--- START ---

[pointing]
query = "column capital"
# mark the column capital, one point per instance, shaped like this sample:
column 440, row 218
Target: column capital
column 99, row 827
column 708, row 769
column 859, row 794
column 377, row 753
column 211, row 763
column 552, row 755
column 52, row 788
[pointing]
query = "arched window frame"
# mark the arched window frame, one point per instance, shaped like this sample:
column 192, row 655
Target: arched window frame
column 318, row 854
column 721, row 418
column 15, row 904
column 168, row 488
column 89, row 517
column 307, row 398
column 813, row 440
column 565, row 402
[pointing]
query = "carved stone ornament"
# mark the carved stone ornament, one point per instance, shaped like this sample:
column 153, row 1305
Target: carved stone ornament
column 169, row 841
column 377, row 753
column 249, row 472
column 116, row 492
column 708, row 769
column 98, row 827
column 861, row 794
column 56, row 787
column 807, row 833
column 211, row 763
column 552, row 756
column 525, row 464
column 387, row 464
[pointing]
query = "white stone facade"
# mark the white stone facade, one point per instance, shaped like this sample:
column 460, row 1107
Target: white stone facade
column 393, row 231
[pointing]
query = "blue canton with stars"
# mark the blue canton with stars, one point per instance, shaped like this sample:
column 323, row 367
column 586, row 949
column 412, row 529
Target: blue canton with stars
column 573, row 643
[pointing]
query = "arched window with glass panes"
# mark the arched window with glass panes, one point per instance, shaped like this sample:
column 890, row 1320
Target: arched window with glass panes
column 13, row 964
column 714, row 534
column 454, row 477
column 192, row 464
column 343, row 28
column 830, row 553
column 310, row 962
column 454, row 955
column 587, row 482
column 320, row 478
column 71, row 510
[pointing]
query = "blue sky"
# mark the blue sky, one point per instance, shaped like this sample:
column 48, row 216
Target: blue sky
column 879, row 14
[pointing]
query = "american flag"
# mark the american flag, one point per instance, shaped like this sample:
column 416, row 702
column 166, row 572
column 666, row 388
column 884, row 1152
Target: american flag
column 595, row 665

--- END ---

REQUIRED TASK
Format all of the material above as a Markdown table with two columns, Number and Entry. Give each line its own row, numbered in order, and leave out any blank lines.

THE ANSWER
| Number | Entry |
|---|---|
| 1 | [pointing] |
| 2 | query = "column capital" |
| 3 | # mark the column capital, one point per instance, shaped like this sample: |
| 4 | column 440, row 218 |
| 5 | Target: column capital |
| 6 | column 99, row 827 |
| 7 | column 708, row 769 |
| 8 | column 859, row 794 |
| 9 | column 377, row 753 |
| 10 | column 211, row 763 |
| 11 | column 552, row 755 |
| 12 | column 52, row 788 |
| 13 | [pointing] |
| 14 | query = "arched window frame" |
| 15 | # mark the arched window frame, one point per instance, shaped like this sample: |
| 16 | column 192, row 655 |
| 17 | Target: arched window frame |
| 18 | column 318, row 854 |
| 19 | column 721, row 418 |
| 20 | column 15, row 904 |
| 21 | column 168, row 488 |
| 22 | column 89, row 517 |
| 23 | column 307, row 398 |
| 24 | column 813, row 440 |
| 25 | column 565, row 402 |
| 26 | [pointing] |
| 27 | query = "carved stone ornament" |
| 28 | # mark the carved stone ornament, one point per instance, shaped like this sample: |
| 29 | column 153, row 1305 |
| 30 | Target: carved stone ornament |
| 31 | column 169, row 841 |
| 32 | column 377, row 753 |
| 33 | column 249, row 472 |
| 34 | column 116, row 492 |
| 35 | column 708, row 769 |
| 36 | column 98, row 827 |
| 37 | column 861, row 794 |
| 38 | column 56, row 787 |
| 39 | column 807, row 833 |
| 40 | column 211, row 763 |
| 41 | column 552, row 756 |
| 42 | column 525, row 464 |
| 43 | column 387, row 464 |
| 44 | [pointing] |
| 45 | query = "white stone facade" |
| 46 | # mark the white stone facade, one point per instance, shaped like this sample: |
| 47 | column 460, row 1107 |
| 48 | Target: white stone facade |
| 49 | column 393, row 231 |
| 50 | [pointing] |
| 51 | query = "blue canton with stars" |
| 52 | # mark the blue canton with stars, one point per instance, shaped like this sample: |
| 53 | column 323, row 367 |
| 54 | column 586, row 949 |
| 55 | column 412, row 529 |
| 56 | Target: blue canton with stars |
| 57 | column 573, row 643 |
| 58 | [pointing] |
| 59 | query = "arched window with glass panes" |
| 60 | # mark the arched window with glass panes, one point per instance, shaped like this sample: |
| 61 | column 890, row 1320 |
| 62 | Target: arched window with glass panes |
| 63 | column 13, row 964 |
| 64 | column 714, row 534 |
| 65 | column 454, row 477 |
| 66 | column 192, row 464 |
| 67 | column 343, row 28 |
| 68 | column 830, row 553 |
| 69 | column 310, row 962 |
| 70 | column 454, row 955 |
| 71 | column 587, row 482 |
| 72 | column 320, row 478 |
| 73 | column 71, row 510 |
| 74 | [pointing] |
| 75 | query = "blue sky" |
| 76 | # mark the blue sky, one point per instance, shaped like this sample: |
| 77 | column 48, row 216 |
| 78 | Target: blue sky |
| 79 | column 879, row 14 |
| 80 | [pointing] |
| 81 | query = "american flag" |
| 82 | # mark the american flag, one point per instance, shaped like this sample: |
| 83 | column 416, row 702 |
| 84 | column 166, row 572 |
| 85 | column 666, row 388 |
| 86 | column 884, row 1152 |
| 87 | Target: american flag |
| 88 | column 595, row 665 |